> Passage given:
○ ○ ○
NE CSC Newsletter

Thursday, November 14, 2013

NE CSC Webinar:  "Conservation in the face of climate change: How can decision makers use the best available science in preparation for extreme events?"  November 20, 3:30pm ET.  Michael Runge, Research Ecologist, USGS Pautuxent Wildlife Research Center.  Extreme events are a form of uncertainty.  They are rare, we don’t know when they will happen, but they have large effects (we typically worry about negative effects).  People make decisions in the face of uncertainty like this all the time, often by seeking strategies that reduce the frequency of such events, lessen the impact, or mitigate the effects if they occur.  For example, a homeowner worried about coastal flooding can reduce the frequency of flood damage by building on higher ground, lessen the impact by hardening the coastline in some manner, or mitigate the effects by purchasing flood insurance.  All of these strategies carry some sort of cost, and the challenge to the decision maker is to evaluate the probability of occurrence, the magnitude of damage, the opportunity for mitigation, and the cost for all the alternatives available.  The field of decision analysis provides a full set of tools for analyzing such decisions.  Read more...
○ ○ ○
[Saved data entries]
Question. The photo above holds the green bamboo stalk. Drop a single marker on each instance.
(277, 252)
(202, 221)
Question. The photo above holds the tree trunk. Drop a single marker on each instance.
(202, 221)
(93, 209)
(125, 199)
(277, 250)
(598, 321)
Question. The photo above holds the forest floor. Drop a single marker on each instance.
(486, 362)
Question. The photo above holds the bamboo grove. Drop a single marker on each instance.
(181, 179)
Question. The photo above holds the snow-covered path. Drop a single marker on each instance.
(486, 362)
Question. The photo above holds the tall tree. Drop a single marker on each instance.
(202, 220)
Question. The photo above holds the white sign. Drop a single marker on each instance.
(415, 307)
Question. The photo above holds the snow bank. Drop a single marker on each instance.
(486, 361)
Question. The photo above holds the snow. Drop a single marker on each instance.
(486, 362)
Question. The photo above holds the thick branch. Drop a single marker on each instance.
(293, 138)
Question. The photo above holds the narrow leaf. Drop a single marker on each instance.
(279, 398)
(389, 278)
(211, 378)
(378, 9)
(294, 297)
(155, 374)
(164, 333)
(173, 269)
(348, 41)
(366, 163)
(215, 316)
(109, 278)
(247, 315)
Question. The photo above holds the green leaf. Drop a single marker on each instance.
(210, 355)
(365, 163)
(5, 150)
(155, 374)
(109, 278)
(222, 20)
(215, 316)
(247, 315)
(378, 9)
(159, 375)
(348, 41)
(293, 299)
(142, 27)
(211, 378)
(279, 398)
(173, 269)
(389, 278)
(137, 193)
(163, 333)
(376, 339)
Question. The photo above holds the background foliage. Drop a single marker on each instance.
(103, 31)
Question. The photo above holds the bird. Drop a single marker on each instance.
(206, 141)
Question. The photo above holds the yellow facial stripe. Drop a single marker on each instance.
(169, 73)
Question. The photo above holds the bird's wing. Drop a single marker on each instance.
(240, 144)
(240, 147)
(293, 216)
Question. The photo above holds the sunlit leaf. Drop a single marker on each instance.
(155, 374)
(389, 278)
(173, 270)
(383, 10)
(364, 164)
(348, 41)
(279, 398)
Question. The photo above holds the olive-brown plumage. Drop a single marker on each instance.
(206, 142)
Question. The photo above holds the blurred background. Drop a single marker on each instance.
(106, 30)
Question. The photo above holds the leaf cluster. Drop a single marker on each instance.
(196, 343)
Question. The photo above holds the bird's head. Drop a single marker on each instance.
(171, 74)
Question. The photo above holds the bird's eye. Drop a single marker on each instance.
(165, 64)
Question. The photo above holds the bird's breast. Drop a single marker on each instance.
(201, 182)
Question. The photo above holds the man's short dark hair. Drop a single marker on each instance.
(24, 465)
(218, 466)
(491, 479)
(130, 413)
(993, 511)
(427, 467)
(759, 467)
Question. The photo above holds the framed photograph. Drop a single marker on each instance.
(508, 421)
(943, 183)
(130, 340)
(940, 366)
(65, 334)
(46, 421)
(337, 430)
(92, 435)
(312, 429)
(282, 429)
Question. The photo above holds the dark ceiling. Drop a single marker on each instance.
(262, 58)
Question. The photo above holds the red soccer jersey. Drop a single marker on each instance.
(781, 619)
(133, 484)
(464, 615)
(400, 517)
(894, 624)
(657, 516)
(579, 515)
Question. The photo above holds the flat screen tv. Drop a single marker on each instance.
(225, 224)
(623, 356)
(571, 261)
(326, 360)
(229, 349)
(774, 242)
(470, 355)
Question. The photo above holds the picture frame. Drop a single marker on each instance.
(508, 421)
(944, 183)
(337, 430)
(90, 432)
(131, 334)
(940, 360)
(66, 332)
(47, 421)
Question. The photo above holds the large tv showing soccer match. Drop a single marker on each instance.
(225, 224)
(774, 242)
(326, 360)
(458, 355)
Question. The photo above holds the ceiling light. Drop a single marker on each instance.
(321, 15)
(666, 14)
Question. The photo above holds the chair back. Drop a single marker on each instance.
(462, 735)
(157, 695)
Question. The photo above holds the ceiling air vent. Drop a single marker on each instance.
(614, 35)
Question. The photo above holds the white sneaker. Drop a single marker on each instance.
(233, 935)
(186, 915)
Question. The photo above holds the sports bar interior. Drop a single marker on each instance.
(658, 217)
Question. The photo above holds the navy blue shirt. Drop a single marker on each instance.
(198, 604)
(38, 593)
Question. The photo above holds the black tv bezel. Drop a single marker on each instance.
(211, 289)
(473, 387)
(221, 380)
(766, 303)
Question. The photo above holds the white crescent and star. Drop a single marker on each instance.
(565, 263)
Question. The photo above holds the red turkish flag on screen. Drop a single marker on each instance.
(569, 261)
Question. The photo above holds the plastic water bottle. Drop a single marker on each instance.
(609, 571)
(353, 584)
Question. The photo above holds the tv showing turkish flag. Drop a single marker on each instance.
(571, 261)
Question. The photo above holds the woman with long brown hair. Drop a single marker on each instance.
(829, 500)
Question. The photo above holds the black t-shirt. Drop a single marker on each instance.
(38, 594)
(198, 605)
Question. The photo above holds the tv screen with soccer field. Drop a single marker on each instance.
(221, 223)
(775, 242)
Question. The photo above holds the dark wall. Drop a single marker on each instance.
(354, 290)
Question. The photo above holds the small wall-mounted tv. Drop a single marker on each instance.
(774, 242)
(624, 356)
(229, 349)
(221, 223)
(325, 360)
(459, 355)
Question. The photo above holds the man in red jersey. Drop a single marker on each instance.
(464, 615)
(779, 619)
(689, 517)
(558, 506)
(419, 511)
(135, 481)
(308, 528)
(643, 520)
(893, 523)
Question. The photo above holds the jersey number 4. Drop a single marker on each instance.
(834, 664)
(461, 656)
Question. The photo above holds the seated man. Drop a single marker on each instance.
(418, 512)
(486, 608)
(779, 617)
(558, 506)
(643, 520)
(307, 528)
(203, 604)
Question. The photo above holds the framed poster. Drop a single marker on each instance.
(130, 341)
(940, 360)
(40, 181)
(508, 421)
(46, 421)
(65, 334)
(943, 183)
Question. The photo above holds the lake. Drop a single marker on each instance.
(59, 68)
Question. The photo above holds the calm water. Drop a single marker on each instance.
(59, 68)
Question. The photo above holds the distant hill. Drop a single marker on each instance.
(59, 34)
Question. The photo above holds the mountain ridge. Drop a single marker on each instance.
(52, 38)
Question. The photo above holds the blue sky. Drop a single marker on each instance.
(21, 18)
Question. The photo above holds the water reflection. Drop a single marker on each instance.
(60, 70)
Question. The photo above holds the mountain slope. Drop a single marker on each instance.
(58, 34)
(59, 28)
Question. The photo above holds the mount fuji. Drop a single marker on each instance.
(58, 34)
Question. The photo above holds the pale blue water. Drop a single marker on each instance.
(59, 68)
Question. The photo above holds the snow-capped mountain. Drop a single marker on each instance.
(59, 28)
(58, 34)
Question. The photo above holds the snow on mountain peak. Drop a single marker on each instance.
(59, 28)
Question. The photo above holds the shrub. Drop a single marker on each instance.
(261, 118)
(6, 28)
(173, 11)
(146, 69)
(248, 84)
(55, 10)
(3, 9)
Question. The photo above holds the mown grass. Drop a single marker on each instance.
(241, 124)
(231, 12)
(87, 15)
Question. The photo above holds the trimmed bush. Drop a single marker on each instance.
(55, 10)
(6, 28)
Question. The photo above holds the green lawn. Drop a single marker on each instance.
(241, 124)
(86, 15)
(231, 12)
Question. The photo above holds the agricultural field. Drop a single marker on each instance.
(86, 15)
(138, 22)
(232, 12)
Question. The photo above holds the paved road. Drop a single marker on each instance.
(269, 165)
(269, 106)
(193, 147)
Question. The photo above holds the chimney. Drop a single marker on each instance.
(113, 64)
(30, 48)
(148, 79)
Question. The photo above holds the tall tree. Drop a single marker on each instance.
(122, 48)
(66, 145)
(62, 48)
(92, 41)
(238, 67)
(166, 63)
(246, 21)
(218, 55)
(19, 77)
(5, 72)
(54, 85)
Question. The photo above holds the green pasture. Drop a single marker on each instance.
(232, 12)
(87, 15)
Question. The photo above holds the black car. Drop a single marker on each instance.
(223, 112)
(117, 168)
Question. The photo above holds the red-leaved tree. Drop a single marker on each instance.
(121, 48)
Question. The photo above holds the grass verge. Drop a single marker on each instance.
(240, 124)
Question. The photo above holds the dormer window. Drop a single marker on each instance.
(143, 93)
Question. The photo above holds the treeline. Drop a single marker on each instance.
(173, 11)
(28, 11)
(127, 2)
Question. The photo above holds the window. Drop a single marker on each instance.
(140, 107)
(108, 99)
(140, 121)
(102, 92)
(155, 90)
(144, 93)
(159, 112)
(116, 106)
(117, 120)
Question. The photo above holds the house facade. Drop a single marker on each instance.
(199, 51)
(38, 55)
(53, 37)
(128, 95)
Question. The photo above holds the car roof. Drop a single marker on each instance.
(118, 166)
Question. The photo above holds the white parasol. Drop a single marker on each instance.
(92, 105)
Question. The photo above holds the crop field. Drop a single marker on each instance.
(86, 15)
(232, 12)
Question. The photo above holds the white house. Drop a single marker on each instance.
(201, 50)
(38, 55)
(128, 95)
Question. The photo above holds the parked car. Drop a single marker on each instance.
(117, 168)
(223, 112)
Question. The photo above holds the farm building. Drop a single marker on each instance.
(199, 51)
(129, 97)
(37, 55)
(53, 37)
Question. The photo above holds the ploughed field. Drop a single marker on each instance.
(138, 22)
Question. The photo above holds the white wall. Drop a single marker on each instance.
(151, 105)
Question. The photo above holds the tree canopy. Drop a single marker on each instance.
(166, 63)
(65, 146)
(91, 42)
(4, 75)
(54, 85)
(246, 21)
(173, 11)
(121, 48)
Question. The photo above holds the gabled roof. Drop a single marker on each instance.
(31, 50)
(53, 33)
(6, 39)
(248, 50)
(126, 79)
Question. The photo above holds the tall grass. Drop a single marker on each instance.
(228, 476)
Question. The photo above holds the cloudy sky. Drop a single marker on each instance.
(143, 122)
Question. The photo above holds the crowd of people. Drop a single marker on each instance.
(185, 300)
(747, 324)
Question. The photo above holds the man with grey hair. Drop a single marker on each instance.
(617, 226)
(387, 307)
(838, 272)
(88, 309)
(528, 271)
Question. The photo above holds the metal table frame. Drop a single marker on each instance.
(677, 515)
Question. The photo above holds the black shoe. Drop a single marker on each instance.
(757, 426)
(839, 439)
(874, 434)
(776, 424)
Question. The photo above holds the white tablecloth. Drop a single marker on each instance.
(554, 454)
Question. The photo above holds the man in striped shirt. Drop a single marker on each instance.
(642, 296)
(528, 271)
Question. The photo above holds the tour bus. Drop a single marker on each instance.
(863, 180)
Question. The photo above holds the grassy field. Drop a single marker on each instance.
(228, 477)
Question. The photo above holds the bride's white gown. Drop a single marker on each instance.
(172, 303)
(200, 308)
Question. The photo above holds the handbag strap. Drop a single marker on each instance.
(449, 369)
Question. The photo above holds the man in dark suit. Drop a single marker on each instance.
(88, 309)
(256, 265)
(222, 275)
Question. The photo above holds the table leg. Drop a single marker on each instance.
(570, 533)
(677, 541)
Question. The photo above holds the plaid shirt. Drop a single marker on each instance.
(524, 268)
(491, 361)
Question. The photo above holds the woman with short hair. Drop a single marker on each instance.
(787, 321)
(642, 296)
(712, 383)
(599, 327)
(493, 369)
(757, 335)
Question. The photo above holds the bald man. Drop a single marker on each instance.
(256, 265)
○ ○ ○
> Tasks for this exercise:
**a.** In the webinar announcement, what three measures could a homeowner worried about coastal flooding take?
**b.** Carry the webinar announcement forward from its final line.

> Answers below:
**a.** Build on higher ground, harden the coastline in some manner, or purchase flood insurance.

**b.**
Special Issue focuses on climate change impacts on ecological systems     A national assessment of the impacts of climate change on biodiversity, ecosystems, and ecosystem services will be the focus of an open-access Special Issue of Frontiers in Ecology and the Environment. The series of six articles was prepared by a workgroup of over 60 experts from government agencies, academia, nongovernmental organizations, and the private sector as part of a contribution to the 2014 US National Climate Assessment.  Michelle Staudinger (Science Coordinator, DOI Northeast Climate Science Center) was part of the steering committee for the Special Issue.  Read more…

 

Rising from the Ashes: What happens when the trees disappear from the forest?     Chippewa National Forest—Scan the horizon of this vast, open swamp and forest land and you’ll see black ash trees. Millions and millions of black ash, and not much else.  When—not if—the Emerald Ash Borer (EAB) arrives here in north central Minnesota, it will kill all these trees in just a few years, through a process in which the ash borer larvae basically prevent nutrients from moving between the leaves and roots and cause trees to die. Because there are so many black ash trees in this forest, and so little else, the insects will feast, and in their wake, leave a dramatically changed forest landscape.  NE CSC PI Tony D'Amato is investigating this issue.   Read more…

 

Workshop: Adaptive Management    NE CSC PI Tony D'Amato co-lead a workshop on “Adaptive Management in the Face of Climate Change” for University of Minnesota, Sustainable Forestry Education Cooperative on October 28, 2013.  Conference attendees included federal, county, state, and private foresters from Minnesota, as well as Extension Educators from Alaska, Arizona, Florida, Idaho, Maine, Michigan, North Carolina, and Wisconsin.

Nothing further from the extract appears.